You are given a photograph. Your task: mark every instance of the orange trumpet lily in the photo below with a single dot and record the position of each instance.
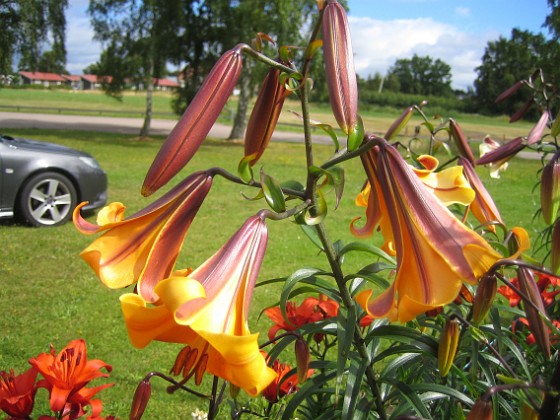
(207, 310)
(67, 374)
(435, 252)
(144, 247)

● ● ● ● ● ● ●

*任务说明:*
请把上面的数据逐行一字不差地抄写一遍，图片不要包括在内。

*任务解答:*
You are given a photograph. Your task: mark every instance of the orange trumpet lily in the photo below with a single dot and record the position of each instance.
(207, 310)
(67, 374)
(435, 252)
(144, 247)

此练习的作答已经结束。